ASSIGNED TASK: Exactly as they stand, set down all of the records again.

[Stored items]

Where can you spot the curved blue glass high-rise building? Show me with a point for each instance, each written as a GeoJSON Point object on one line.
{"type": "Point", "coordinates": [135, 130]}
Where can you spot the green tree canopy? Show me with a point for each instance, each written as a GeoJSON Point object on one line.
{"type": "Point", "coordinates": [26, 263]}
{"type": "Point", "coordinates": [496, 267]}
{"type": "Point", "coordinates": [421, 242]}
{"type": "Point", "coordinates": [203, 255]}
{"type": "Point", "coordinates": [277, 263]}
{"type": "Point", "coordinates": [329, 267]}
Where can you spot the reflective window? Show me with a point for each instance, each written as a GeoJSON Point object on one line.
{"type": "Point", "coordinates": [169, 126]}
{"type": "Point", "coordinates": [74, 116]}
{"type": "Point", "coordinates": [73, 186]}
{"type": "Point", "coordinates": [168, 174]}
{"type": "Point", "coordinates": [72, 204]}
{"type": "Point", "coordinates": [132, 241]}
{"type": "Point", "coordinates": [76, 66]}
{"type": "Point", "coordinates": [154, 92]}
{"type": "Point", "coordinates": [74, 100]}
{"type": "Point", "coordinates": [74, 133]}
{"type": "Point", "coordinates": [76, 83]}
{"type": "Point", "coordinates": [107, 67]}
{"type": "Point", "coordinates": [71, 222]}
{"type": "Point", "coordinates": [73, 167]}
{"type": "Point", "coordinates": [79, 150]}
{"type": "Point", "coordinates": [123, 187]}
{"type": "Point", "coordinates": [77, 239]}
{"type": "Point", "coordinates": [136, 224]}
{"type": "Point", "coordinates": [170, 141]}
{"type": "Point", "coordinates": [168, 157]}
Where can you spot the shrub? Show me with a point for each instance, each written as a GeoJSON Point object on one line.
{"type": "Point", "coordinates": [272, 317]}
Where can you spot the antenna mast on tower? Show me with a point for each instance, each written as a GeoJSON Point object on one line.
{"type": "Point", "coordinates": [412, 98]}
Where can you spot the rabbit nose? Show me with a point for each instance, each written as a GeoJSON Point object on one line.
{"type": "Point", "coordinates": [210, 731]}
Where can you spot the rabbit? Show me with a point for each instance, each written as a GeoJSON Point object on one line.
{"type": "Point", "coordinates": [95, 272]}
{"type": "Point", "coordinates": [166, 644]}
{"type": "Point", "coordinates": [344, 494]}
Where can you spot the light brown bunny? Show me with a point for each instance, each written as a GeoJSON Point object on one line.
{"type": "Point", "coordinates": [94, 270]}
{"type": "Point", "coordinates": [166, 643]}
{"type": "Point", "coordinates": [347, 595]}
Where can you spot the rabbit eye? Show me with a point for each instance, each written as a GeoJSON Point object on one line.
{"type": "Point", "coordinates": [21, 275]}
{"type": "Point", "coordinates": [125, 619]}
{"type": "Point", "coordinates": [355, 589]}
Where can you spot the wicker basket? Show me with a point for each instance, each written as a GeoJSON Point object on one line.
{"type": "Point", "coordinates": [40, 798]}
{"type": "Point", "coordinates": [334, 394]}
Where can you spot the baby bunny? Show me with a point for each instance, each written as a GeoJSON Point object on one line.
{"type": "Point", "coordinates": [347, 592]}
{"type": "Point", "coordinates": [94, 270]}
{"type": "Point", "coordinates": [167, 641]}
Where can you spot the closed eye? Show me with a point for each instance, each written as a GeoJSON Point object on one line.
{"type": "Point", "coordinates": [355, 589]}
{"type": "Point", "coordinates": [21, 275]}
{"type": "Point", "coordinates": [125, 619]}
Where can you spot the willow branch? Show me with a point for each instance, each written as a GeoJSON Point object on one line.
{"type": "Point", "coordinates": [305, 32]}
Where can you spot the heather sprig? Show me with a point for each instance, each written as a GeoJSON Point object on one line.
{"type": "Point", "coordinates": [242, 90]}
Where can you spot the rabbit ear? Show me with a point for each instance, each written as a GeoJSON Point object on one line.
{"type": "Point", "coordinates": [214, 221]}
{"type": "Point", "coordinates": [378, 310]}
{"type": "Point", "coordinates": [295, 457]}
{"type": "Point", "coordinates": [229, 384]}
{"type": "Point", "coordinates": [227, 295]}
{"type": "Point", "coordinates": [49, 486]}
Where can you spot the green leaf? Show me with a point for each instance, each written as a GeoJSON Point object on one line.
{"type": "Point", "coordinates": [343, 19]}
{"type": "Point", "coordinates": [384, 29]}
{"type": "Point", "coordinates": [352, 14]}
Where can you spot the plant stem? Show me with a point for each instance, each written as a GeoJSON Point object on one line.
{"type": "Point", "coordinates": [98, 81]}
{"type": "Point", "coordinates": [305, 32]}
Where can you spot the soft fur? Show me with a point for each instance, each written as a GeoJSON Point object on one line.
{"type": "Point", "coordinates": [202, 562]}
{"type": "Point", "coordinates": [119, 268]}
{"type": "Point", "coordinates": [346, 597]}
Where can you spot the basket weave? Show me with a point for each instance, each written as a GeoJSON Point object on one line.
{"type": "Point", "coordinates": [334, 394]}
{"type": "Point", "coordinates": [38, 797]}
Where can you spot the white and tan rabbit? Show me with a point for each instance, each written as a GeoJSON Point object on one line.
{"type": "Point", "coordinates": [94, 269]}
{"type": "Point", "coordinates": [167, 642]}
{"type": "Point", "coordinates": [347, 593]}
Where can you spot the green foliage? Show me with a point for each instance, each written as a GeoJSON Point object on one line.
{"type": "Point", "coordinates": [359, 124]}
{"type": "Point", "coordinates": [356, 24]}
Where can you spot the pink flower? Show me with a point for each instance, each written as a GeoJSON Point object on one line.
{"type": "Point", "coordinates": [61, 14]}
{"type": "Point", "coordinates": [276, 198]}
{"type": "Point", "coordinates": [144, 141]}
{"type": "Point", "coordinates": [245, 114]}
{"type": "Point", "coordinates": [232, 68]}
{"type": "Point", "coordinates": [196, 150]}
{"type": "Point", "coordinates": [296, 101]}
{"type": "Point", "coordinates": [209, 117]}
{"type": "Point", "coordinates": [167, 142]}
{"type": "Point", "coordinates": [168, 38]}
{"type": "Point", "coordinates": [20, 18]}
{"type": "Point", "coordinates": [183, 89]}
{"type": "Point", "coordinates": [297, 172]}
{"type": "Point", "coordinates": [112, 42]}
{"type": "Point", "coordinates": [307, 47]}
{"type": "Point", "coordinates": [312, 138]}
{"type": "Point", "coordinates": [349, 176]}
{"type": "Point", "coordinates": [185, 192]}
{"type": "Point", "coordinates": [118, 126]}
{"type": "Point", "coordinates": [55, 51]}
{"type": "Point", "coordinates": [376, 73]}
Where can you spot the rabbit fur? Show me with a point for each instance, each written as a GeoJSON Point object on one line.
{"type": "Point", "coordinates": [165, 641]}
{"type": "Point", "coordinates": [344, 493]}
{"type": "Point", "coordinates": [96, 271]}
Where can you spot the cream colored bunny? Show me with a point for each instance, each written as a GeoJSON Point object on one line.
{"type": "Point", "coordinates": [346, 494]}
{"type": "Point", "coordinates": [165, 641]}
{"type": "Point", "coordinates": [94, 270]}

WRITTEN RESPONSE:
Where can you spot the curved blue glass high-rise building? Show me with a point for each instance, each written as a GeoJSON Point object on one line.
{"type": "Point", "coordinates": [135, 130]}
Where can you spot the green tree canopy? Show me with a point for each instance, each written as a GeoJSON Point object on one line.
{"type": "Point", "coordinates": [26, 263]}
{"type": "Point", "coordinates": [496, 267]}
{"type": "Point", "coordinates": [421, 242]}
{"type": "Point", "coordinates": [203, 255]}
{"type": "Point", "coordinates": [277, 263]}
{"type": "Point", "coordinates": [329, 267]}
Where can you spot the reflective window? Show me with a point for each instance, each written as a GeoJSON Point object on one line.
{"type": "Point", "coordinates": [169, 126]}
{"type": "Point", "coordinates": [74, 116]}
{"type": "Point", "coordinates": [73, 186]}
{"type": "Point", "coordinates": [168, 174]}
{"type": "Point", "coordinates": [72, 204]}
{"type": "Point", "coordinates": [132, 241]}
{"type": "Point", "coordinates": [76, 66]}
{"type": "Point", "coordinates": [154, 92]}
{"type": "Point", "coordinates": [74, 100]}
{"type": "Point", "coordinates": [74, 133]}
{"type": "Point", "coordinates": [76, 83]}
{"type": "Point", "coordinates": [107, 67]}
{"type": "Point", "coordinates": [71, 222]}
{"type": "Point", "coordinates": [73, 167]}
{"type": "Point", "coordinates": [79, 150]}
{"type": "Point", "coordinates": [123, 187]}
{"type": "Point", "coordinates": [77, 239]}
{"type": "Point", "coordinates": [136, 224]}
{"type": "Point", "coordinates": [170, 141]}
{"type": "Point", "coordinates": [168, 157]}
Where can you spot the shrub? Show me with a point for each instance, each written as a GeoJSON Point object on one line.
{"type": "Point", "coordinates": [272, 317]}
Where can you spot the antenna mast on tower? Show me with a point for each instance, each written as a GeoJSON Point object on one line.
{"type": "Point", "coordinates": [412, 98]}
Where can you spot the rabbit nose? Show me with a point for each instance, each written as a GeoJSON Point object on one line.
{"type": "Point", "coordinates": [210, 731]}
Where can you spot the rabbit? Show me with a point for each instance, each written as a GeoJSON Point object on one line.
{"type": "Point", "coordinates": [95, 272]}
{"type": "Point", "coordinates": [166, 644]}
{"type": "Point", "coordinates": [344, 494]}
Where can you spot the light brown bunny? Show me with a point for each instance, each written as a GeoJSON Point object on one line.
{"type": "Point", "coordinates": [94, 270]}
{"type": "Point", "coordinates": [166, 643]}
{"type": "Point", "coordinates": [347, 595]}
Where can you spot the rabbit eye? Show me with a point for each instance, each written as a GeoJSON Point object on one line.
{"type": "Point", "coordinates": [21, 275]}
{"type": "Point", "coordinates": [125, 619]}
{"type": "Point", "coordinates": [355, 589]}
Where can you spot the wicker basket? Show me with a point for each instance, each written as a GeoJSON Point object on one line.
{"type": "Point", "coordinates": [40, 798]}
{"type": "Point", "coordinates": [334, 394]}
Where can you spot the baby bunny? Show me with a point for each instance, each written as a GeoJSON Point object on one line.
{"type": "Point", "coordinates": [347, 592]}
{"type": "Point", "coordinates": [94, 270]}
{"type": "Point", "coordinates": [167, 641]}
Where can you spot the closed eye? Show me with a point for each instance, each written as a GeoJSON Point object on one line.
{"type": "Point", "coordinates": [355, 589]}
{"type": "Point", "coordinates": [21, 275]}
{"type": "Point", "coordinates": [125, 619]}
Where can you spot the willow branch? Show me with a point for each instance, each written as a GeoJSON Point object on one line.
{"type": "Point", "coordinates": [305, 32]}
Where can you spot the heather sprig? Show me with a point for each instance, each written as a GeoJSON Point object on one line.
{"type": "Point", "coordinates": [242, 90]}
Where can you spot the rabbit ear? Show me with a point for each instance, each written as a GeoJSON Point object on one line.
{"type": "Point", "coordinates": [214, 221]}
{"type": "Point", "coordinates": [378, 310]}
{"type": "Point", "coordinates": [295, 457]}
{"type": "Point", "coordinates": [229, 384]}
{"type": "Point", "coordinates": [227, 295]}
{"type": "Point", "coordinates": [49, 486]}
Where can you spot the green leaf? Show me with a point for each instance, each written as a GeoJSON Point object on one line.
{"type": "Point", "coordinates": [343, 19]}
{"type": "Point", "coordinates": [384, 29]}
{"type": "Point", "coordinates": [352, 14]}
Where can you spot the plant stem? Show me with a point for each instance, each written as a GeoJSON Point object on one line.
{"type": "Point", "coordinates": [98, 81]}
{"type": "Point", "coordinates": [305, 32]}
Where can you spot the soft fur? Show me with a point for each instance, each written as a GeoJSON Point object on one line.
{"type": "Point", "coordinates": [202, 562]}
{"type": "Point", "coordinates": [119, 268]}
{"type": "Point", "coordinates": [346, 597]}
Where can you spot the basket weave? Show me with a point for each instance, each written as a GeoJSON Point object on one line.
{"type": "Point", "coordinates": [334, 394]}
{"type": "Point", "coordinates": [38, 797]}
Where can you spot the white and tan rabbit? Show me with a point for each instance, each written as a GeoJSON Point object on one line.
{"type": "Point", "coordinates": [94, 269]}
{"type": "Point", "coordinates": [167, 642]}
{"type": "Point", "coordinates": [347, 593]}
Where can you spot the green foliage? Show me with a point for each instance, each written as a GeoJSON Point object on one line.
{"type": "Point", "coordinates": [359, 124]}
{"type": "Point", "coordinates": [356, 24]}
Where can you spot the pink flower? Show me with a point for each instance, each written as a GeoJSON Point object on one line.
{"type": "Point", "coordinates": [61, 14]}
{"type": "Point", "coordinates": [276, 198]}
{"type": "Point", "coordinates": [144, 141]}
{"type": "Point", "coordinates": [245, 114]}
{"type": "Point", "coordinates": [232, 68]}
{"type": "Point", "coordinates": [196, 150]}
{"type": "Point", "coordinates": [296, 101]}
{"type": "Point", "coordinates": [209, 117]}
{"type": "Point", "coordinates": [167, 142]}
{"type": "Point", "coordinates": [168, 38]}
{"type": "Point", "coordinates": [20, 18]}
{"type": "Point", "coordinates": [183, 89]}
{"type": "Point", "coordinates": [297, 172]}
{"type": "Point", "coordinates": [112, 42]}
{"type": "Point", "coordinates": [307, 47]}
{"type": "Point", "coordinates": [312, 138]}
{"type": "Point", "coordinates": [349, 176]}
{"type": "Point", "coordinates": [185, 192]}
{"type": "Point", "coordinates": [118, 126]}
{"type": "Point", "coordinates": [55, 51]}
{"type": "Point", "coordinates": [376, 73]}
Where can you spot the rabbit fur? Show me with a point for each instance, each written as a GeoJSON Point object on one line.
{"type": "Point", "coordinates": [165, 641]}
{"type": "Point", "coordinates": [344, 493]}
{"type": "Point", "coordinates": [96, 271]}
Where can you spot the cream colored bunny? Show me with a point for each instance, each written as a GeoJSON Point object on one line.
{"type": "Point", "coordinates": [346, 494]}
{"type": "Point", "coordinates": [165, 641]}
{"type": "Point", "coordinates": [94, 270]}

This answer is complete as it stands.